High Court Won't Hear Generic Drug Case
By ANDREW BRIDGES, Associated Press Writer
Monday, June 26, 2006
(06-26) 11:09 PDT WASHINGTON (AP) --
The Supreme Court refused Monday to hear an appeal of a drug patent case that antitrust officials hoped would speed access to cheaper generic versions of nearly a dozen popular medicines that now cost consumers more than $25 billion a year.
The Federal Trade Commission asked the high court to review a March 2005 decision by the Atlanta-based 11th U.S. Circuit Court of Appeals, which ruled that settlements reached in lawsuits filed by the pharmaceutical company Schering-Plough Corp. against two companies challenging its patent on a drug did not violate antitrust law.
The FTC maintains that the increasingly popular settlements allow brand-name pharmaceutical companies to pay off generic drug manufacturers in exchange for delays in the introduction of lower-priced but otherwise identical versions of medicines.
The appeal pitted the FTC against the Justice Department, the other antitrust authority charged with reviewing the settlements. The Solicitor General urged the Supreme Court not to take the FTC's case, saying it didn't represent the proper opportunity to decide whether the settlements minimize unnecessary litigation or improperly restrain trade.

------------------------

TASK BRIEF: Print the generic drug article word for word, beginning at "High Court Won't" and stopping after "violate antitrust law.". The rows are separate material and have no connection to the generic drug article.

------------------------

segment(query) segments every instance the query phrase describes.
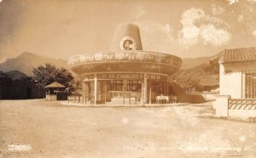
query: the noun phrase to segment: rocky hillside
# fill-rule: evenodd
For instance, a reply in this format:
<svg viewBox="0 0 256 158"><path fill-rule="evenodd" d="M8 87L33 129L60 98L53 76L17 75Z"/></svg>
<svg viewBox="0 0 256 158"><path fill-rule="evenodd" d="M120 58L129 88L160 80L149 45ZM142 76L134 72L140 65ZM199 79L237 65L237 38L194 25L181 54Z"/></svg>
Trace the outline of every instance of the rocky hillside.
<svg viewBox="0 0 256 158"><path fill-rule="evenodd" d="M27 76L32 75L32 68L45 63L54 64L56 67L69 70L67 60L57 59L25 52L15 59L9 59L0 64L0 71L3 72L19 71Z"/></svg>

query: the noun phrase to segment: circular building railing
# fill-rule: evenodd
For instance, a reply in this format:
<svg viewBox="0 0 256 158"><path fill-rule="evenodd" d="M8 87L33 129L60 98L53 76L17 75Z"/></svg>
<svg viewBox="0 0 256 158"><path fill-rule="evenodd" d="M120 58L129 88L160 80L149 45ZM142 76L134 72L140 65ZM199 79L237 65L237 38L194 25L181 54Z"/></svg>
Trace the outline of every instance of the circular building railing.
<svg viewBox="0 0 256 158"><path fill-rule="evenodd" d="M172 75L181 66L177 56L146 51L101 51L78 54L68 59L78 74L97 72L149 72Z"/></svg>

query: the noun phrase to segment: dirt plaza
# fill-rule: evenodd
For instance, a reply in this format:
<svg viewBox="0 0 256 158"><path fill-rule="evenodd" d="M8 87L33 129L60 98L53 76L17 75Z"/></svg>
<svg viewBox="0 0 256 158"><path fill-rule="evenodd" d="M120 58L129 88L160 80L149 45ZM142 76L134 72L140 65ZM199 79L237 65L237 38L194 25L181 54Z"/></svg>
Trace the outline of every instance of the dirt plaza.
<svg viewBox="0 0 256 158"><path fill-rule="evenodd" d="M212 103L75 107L44 99L2 100L0 113L1 157L256 155L255 122L212 117Z"/></svg>

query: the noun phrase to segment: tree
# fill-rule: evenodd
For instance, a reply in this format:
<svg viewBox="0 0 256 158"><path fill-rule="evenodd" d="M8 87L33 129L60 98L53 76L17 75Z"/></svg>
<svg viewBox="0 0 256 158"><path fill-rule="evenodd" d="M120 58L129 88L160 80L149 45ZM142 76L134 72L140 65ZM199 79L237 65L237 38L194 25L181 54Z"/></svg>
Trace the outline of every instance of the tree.
<svg viewBox="0 0 256 158"><path fill-rule="evenodd" d="M54 82L58 82L67 87L73 87L74 78L67 69L56 68L51 64L45 64L45 66L39 65L33 68L32 72L32 78L38 82L39 87L43 88Z"/></svg>

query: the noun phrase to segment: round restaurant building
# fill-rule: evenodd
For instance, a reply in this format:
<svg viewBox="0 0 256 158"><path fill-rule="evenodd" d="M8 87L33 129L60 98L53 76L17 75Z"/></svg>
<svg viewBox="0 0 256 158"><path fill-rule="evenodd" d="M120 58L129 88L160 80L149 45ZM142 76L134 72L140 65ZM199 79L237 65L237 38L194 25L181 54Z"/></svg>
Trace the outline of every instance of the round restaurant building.
<svg viewBox="0 0 256 158"><path fill-rule="evenodd" d="M83 78L84 104L137 104L155 103L170 96L168 77L181 66L177 56L143 51L139 28L119 25L111 51L78 54L68 65Z"/></svg>

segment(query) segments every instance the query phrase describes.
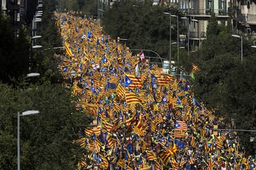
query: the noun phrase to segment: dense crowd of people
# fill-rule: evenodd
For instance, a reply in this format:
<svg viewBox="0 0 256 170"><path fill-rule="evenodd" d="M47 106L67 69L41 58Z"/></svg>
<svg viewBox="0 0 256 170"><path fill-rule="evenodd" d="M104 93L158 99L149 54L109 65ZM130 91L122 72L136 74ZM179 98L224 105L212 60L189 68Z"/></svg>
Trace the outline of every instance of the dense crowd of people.
<svg viewBox="0 0 256 170"><path fill-rule="evenodd" d="M66 48L56 55L59 69L91 122L76 140L85 149L79 168L254 169L236 134L214 129L231 127L197 100L188 79L104 35L98 20L55 17Z"/></svg>

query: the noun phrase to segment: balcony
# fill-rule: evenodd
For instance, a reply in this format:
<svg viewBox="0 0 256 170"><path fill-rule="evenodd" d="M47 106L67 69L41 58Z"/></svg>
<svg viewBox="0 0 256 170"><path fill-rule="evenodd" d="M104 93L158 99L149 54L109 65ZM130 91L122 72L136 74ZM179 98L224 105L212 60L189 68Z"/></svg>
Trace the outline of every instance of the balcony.
<svg viewBox="0 0 256 170"><path fill-rule="evenodd" d="M248 14L247 15L247 24L256 25L256 15Z"/></svg>
<svg viewBox="0 0 256 170"><path fill-rule="evenodd" d="M210 17L211 12L213 12L217 16L227 15L228 12L226 9L189 9L188 15L208 15Z"/></svg>
<svg viewBox="0 0 256 170"><path fill-rule="evenodd" d="M200 32L200 38L201 39L206 38L205 32ZM199 33L198 31L189 31L189 39L199 39Z"/></svg>

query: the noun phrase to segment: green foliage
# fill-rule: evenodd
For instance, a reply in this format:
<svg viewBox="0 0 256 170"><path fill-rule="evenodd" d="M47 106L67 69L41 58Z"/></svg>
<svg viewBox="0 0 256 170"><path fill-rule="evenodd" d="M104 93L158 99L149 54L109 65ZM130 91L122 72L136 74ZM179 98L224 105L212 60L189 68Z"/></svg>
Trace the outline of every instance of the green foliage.
<svg viewBox="0 0 256 170"><path fill-rule="evenodd" d="M14 76L11 62L15 54L15 39L10 18L6 15L0 15L0 80L9 83L10 76Z"/></svg>
<svg viewBox="0 0 256 170"><path fill-rule="evenodd" d="M215 13L211 12L211 17L207 25L207 38L211 36L218 36L220 33L220 29L218 26L217 18L215 17Z"/></svg>
<svg viewBox="0 0 256 170"><path fill-rule="evenodd" d="M112 38L128 38L125 42L130 49L151 49L167 59L169 17L164 12L178 14L177 11L176 9L152 6L150 1L143 3L138 1L116 1L112 9L104 12L101 22L104 31ZM173 21L173 24L176 25L176 22ZM173 39L177 38L175 29L172 34Z"/></svg>
<svg viewBox="0 0 256 170"><path fill-rule="evenodd" d="M80 149L72 141L78 138L79 131L88 121L85 115L75 110L63 87L50 84L23 89L2 84L0 87L0 145L1 148L10 148L0 152L0 158L3 158L0 159L1 169L17 166L17 113L27 110L40 113L20 117L22 168L75 169Z"/></svg>

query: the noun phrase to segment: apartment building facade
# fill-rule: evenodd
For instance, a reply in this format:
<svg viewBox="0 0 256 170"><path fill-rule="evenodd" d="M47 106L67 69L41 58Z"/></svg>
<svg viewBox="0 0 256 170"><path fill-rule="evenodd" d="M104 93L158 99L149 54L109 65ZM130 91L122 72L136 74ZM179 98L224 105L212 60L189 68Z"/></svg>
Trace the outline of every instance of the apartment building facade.
<svg viewBox="0 0 256 170"><path fill-rule="evenodd" d="M0 0L1 14L6 14L10 16L13 30L16 37L24 23L27 12L26 0Z"/></svg>

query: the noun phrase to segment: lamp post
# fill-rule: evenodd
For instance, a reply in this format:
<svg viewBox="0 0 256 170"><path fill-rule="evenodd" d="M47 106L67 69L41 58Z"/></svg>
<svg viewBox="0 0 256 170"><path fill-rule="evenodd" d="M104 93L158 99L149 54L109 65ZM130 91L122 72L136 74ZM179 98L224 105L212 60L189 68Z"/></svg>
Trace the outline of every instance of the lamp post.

------------------------

ANSWER FOR THIS EXERCISE:
High Court Won't Hear Generic Drug Case
By ANDREW BRIDGES, Associated Press Writer
Monday, June 26, 2006
(06-26) 11:09 PDT WASHINGTON (AP) --
The Supreme Court refused Monday to hear an appeal of a drug patent case that antitrust officials hoped would speed access to cheaper generic versions of nearly a dozen popular medicines that now cost consumers more than $25 billion a year.
The Federal Trade Commission asked the high court to review a March 2005 decision by the Atlanta-based 11th U.S. Circuit Court of Appeals, which ruled that settlements reached in lawsuits filed by the pharmaceutical company Schering-Plough Corp. against two companies challenging its patent on a drug did not violate antitrust law.